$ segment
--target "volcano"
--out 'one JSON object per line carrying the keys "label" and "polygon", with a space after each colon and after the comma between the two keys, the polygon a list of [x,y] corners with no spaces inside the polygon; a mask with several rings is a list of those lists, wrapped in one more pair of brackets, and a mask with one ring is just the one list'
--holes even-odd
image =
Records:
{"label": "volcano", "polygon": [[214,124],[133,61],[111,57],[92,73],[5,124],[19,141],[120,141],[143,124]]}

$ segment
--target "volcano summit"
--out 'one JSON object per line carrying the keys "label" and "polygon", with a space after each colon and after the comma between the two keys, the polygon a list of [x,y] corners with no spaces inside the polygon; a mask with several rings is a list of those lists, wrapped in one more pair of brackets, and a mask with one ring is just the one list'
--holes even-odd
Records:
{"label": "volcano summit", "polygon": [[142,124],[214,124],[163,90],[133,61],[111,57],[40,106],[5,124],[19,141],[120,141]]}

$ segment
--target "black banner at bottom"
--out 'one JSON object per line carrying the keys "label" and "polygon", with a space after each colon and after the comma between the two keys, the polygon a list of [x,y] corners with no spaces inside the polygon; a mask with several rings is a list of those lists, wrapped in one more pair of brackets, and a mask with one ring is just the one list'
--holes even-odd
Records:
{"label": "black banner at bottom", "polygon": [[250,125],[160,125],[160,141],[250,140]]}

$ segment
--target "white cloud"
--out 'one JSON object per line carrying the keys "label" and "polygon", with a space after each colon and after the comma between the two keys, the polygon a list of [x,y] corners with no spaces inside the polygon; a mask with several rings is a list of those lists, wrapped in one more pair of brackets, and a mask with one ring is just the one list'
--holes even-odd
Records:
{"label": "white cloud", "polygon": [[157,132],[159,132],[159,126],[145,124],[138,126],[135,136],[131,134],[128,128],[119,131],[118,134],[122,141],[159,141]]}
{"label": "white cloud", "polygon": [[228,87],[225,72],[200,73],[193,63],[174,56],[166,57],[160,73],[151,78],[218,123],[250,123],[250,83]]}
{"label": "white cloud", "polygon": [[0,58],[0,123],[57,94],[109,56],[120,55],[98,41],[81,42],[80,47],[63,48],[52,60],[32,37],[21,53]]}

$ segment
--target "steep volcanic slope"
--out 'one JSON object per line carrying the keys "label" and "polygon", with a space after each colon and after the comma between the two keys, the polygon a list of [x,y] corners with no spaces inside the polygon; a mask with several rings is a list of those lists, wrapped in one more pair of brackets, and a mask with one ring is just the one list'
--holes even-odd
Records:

==

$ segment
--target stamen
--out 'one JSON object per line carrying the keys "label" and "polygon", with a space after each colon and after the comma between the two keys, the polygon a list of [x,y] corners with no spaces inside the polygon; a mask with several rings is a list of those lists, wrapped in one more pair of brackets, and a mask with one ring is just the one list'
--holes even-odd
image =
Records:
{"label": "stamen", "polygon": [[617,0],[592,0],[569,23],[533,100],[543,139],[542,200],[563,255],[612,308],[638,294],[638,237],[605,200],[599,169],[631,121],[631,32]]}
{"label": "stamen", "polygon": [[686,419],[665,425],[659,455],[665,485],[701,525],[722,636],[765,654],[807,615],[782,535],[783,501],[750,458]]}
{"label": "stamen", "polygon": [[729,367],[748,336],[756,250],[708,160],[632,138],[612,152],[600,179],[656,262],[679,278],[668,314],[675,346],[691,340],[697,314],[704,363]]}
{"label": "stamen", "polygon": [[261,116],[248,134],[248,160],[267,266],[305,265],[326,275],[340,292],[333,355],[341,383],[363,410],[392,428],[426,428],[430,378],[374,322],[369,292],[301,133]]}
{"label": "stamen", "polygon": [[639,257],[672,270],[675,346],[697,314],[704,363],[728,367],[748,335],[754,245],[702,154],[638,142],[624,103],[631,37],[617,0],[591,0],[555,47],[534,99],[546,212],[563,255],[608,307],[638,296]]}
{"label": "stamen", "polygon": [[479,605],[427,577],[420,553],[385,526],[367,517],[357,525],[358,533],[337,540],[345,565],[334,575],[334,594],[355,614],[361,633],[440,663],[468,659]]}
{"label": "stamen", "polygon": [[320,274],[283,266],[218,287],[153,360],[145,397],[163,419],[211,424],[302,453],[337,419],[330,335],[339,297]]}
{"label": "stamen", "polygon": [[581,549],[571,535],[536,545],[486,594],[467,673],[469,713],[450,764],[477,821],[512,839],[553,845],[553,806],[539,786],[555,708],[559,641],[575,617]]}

#### [WRITTEN PROBLEM]
Please collect every line in the items above that contains the string "volcano", and copy each of those lines unchanged.

#### [ANSWER TO THIS TASK]
--target "volcano"
{"label": "volcano", "polygon": [[214,124],[133,61],[111,57],[92,73],[5,124],[19,141],[120,141],[143,124]]}
--target "volcano summit"
{"label": "volcano summit", "polygon": [[142,124],[214,124],[163,90],[133,61],[111,57],[40,106],[5,124],[19,141],[120,141]]}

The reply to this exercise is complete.